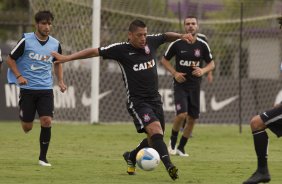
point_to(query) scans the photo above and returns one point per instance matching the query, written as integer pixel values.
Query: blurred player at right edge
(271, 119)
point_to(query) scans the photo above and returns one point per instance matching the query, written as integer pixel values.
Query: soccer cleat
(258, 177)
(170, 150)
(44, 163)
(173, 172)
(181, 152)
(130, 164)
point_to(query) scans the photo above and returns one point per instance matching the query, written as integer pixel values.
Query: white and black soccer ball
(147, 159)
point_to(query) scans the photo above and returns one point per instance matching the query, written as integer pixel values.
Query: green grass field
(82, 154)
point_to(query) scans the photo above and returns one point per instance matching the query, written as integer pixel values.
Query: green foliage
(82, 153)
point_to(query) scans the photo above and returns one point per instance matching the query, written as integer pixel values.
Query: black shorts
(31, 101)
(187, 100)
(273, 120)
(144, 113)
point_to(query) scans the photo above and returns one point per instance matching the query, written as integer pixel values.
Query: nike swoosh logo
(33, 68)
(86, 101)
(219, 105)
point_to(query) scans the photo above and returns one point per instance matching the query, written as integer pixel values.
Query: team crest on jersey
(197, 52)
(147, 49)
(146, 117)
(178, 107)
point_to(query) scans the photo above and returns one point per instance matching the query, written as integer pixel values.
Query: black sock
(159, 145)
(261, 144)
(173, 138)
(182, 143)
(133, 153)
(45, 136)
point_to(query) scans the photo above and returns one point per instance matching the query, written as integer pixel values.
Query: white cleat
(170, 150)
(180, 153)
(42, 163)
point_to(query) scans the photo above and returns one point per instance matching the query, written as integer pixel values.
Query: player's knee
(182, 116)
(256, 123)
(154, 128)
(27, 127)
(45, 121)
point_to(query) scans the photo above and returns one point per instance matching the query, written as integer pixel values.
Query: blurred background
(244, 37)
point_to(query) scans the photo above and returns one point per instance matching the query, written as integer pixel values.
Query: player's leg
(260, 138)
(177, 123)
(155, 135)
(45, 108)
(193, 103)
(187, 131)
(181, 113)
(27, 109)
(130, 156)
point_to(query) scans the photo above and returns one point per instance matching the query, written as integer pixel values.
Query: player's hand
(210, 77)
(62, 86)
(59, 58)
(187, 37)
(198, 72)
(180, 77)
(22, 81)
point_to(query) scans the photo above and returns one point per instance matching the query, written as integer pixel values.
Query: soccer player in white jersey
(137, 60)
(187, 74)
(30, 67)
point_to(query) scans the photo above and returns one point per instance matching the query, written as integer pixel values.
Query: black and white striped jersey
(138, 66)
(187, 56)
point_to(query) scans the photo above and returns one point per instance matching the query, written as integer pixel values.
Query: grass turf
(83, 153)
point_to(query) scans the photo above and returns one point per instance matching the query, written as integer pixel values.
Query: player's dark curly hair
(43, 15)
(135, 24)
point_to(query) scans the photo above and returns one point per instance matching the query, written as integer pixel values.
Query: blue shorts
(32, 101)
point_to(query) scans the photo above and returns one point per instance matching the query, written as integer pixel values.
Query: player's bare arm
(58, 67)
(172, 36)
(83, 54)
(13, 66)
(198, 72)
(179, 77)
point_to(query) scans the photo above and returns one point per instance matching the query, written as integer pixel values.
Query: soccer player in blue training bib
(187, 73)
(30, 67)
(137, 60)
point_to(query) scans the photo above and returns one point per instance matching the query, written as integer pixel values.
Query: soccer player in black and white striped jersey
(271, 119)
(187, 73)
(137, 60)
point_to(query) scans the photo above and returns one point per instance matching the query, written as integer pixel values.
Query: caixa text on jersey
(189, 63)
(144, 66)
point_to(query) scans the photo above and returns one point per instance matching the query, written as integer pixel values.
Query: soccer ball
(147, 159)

---

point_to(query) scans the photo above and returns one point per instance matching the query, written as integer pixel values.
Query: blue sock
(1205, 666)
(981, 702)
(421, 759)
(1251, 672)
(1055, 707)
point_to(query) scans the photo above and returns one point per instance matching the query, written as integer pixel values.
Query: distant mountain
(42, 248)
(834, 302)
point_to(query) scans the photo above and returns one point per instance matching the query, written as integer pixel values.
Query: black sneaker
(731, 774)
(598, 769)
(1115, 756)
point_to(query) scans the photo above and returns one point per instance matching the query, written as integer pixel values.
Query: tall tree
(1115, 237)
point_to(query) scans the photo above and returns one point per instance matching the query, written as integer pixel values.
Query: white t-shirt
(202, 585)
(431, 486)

• _Stated exercise_
Identify each line above that contains the word "blue" and copy it out in full. Treat uppercase and lowercase as different.

• _The output_
Query: blue shorts
Query: soccer player in blue training bib
Query: blue sock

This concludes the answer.